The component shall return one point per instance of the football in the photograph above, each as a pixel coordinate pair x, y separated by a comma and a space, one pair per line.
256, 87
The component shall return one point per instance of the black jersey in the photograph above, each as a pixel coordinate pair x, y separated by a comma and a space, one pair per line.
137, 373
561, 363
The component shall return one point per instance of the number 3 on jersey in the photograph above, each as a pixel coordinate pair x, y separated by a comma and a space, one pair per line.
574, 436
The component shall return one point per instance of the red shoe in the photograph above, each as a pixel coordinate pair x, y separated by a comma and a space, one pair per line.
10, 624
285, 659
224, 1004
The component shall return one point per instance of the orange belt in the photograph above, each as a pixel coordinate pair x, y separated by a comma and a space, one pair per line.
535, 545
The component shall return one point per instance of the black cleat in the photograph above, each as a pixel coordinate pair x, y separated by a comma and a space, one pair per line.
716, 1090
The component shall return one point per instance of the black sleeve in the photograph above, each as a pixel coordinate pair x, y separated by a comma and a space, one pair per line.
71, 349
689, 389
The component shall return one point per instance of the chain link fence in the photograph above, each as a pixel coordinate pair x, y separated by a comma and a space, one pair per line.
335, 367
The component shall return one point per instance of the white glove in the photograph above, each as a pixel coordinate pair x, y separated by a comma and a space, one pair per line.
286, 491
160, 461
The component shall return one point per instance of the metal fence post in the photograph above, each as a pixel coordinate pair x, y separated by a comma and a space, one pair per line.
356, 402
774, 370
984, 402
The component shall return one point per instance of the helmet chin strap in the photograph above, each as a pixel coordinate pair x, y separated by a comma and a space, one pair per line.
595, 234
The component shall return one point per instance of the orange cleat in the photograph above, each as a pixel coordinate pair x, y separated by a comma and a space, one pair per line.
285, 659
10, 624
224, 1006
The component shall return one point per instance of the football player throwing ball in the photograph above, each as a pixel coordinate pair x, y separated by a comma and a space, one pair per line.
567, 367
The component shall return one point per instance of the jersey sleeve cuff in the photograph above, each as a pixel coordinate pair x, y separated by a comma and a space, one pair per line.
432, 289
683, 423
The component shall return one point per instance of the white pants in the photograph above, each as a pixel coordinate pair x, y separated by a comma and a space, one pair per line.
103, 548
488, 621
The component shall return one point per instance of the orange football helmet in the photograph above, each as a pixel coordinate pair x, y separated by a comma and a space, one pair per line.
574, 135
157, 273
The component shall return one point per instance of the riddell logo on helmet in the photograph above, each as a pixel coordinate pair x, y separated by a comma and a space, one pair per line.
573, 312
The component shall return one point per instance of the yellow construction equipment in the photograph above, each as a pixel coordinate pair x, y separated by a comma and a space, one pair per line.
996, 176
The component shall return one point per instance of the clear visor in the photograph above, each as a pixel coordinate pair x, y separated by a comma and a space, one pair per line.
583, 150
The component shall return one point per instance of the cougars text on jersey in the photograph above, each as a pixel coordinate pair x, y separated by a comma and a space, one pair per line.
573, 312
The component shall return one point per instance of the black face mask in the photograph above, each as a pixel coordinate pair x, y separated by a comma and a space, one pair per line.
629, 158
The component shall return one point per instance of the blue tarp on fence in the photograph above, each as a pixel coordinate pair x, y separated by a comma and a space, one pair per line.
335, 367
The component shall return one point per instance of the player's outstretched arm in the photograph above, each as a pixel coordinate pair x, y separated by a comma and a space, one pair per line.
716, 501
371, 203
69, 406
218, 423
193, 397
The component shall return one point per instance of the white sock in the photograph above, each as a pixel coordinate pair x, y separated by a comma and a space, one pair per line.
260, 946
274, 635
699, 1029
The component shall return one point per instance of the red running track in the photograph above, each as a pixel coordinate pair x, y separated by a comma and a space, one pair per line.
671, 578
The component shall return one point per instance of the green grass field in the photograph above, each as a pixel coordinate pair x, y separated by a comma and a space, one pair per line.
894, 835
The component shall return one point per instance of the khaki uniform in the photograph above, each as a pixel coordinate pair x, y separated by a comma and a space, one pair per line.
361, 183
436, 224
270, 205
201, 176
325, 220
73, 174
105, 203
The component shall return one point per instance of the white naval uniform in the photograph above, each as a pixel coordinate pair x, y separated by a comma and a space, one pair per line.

## PROMPT
Exactly reproduce every line found in the records.

## RESPONSE AREA
The component shall return one point per instance of the football in the photograph above, each as a pixel coordinate pair x, y separated by a comma and a space, one pair per line.
256, 87
The component shall return one point per instance of the black jersey in the photograph above, each as a pixel coordinate pair x, y separated by a comma and a space, one pair per line.
137, 373
561, 363
The component shall return one point per instance of the number 3 on jersey in the photograph above, each as a pixel coordinate pair x, y separated by a comma and a space, one pair per line.
574, 436
The component shall return one point per instance of the red shoe in the photograph above, each as a pixel coordinate pair x, y separated by a comma and a space, one pair per line.
10, 624
285, 659
224, 1004
The component shall return one point per instance of the orange belt in the photograph above, each as a pixel coordinate pair x, y separated by a comma and a space, one pair per line.
535, 545
The component shall return one point per instance of the black cleat in the photograph above, each as a pixel coordinate pair x, y separated by a comma and a space, one pair per line.
716, 1090
The component shall return one point per instance of the black sleeve in the photograph above, each as a pixel coordinate pair x, y separated by a comma and a space, one pair per line.
71, 349
689, 389
The component shall return one point per instance of the chain link fence in the photograph above, each as a pixel coordinate pair x, y separated by a comma and a space, one pair per line.
335, 367
The component shall return one point per instance of the white glove in the photograph above, each as a pixel coordinate pair x, y separated by a comma and a space, one pair per line.
286, 491
160, 461
The component shall return one point per instance of the metal fence post in the photograph above, each as a pixel coordinate pair x, y separated by a comma and a space, one pair per line.
356, 402
774, 370
984, 402
The component shall return one point per instance of the helmet chin strap in the photograph above, each as a pixel coordinate pair x, y separated by a comma and a space, one pair per line.
595, 234
The component shall return one point per instance of the orange cleat in the photograph above, each as a pixel coordinate pair x, y separated by a comma and a space, one pair per line.
285, 659
10, 624
224, 1006
The component shall return one point per instance of the football player throwing ball in the photograph above, each as a pixel coordinate pair x, y separated by a comma and a space, one pair per line.
567, 367
The component shall return one point per instance of the jersey sleeve cuff in the photograph above, each as a pixel coordinate pair x, y separated by a comma and a space, one pair per line.
432, 289
683, 423
The component shall return one point per instance of the white pants in the photograph above, each as a pixel coordinate pair x, y separated by a comma and a space, one pair per line.
103, 548
488, 621
The component shall return one point per instance of the orange football helmet in the photograph above, each as a pixel coordinate pair x, y separated by a comma and a space, one pair per line.
574, 135
157, 273
The component shall return one point per instance of the riddell logo on helmet in the photograph above, each as a pixel coordinate pair x, y separated by a comma and a space, one pair per line.
573, 312
The component shall return one point per instance of the yellow construction equipment in the photograph above, each as a pixel coordinate pair x, y separated by a comma and a space, one pair per line.
996, 176
The component shall return one point per instance of the clear visor in the photograph above, each as a pixel coordinate pair x, y separated by a comma and a space, one pair per line.
583, 150
The component shall return one point per instance of the cougars text on jersey in the photograph above, each as a pixel coordinate pair x, y separated by a comma and a space, one pair per line.
573, 312
The component shall return one point per instance of the black face mask in the photograph above, each as a pixel coordinate pair x, y separated by a comma and a space, one pair per line.
629, 158
The component shall return one point per instance of the blue tarp on fence in the photograph above, each as a pixel coordinate pair x, y separated by a comma and a space, one pair per line.
335, 367
The component shall return one point per instance of the player's outstretched arm in the photograph above, each as a pixel coordinate pair x, y separated by a comma and a space, one pair per line.
716, 501
371, 203
69, 406
218, 423
193, 397
The component shall return one point per instance of the white sock in the photograph above, each as a pixel coordinate pair x, y separated by a comma and a space, one pair per line.
260, 946
274, 635
699, 1029
The component shall return one point per instance of the red running track in the photograph above, each as a pixel coordinate pair x, y separated by a comma and a space, one pair per line.
671, 578
The component shall return one point per instance of the green grass field in the photograph above, each as a pixel coordinate pair x, y separated by a comma and a space, one pair per line.
894, 835
The component shall return one point per instance of the khaki uniform in the photograph above, each as a pixel coordinate pair x, y separated by a comma and a space, one pair per line.
361, 183
436, 224
270, 205
201, 176
325, 220
73, 174
105, 203
The component shall return one point per instance of the white naval uniform in the photograph above, each as a pixel coordinate pair x, y separated by a comma and a space, one pair per line.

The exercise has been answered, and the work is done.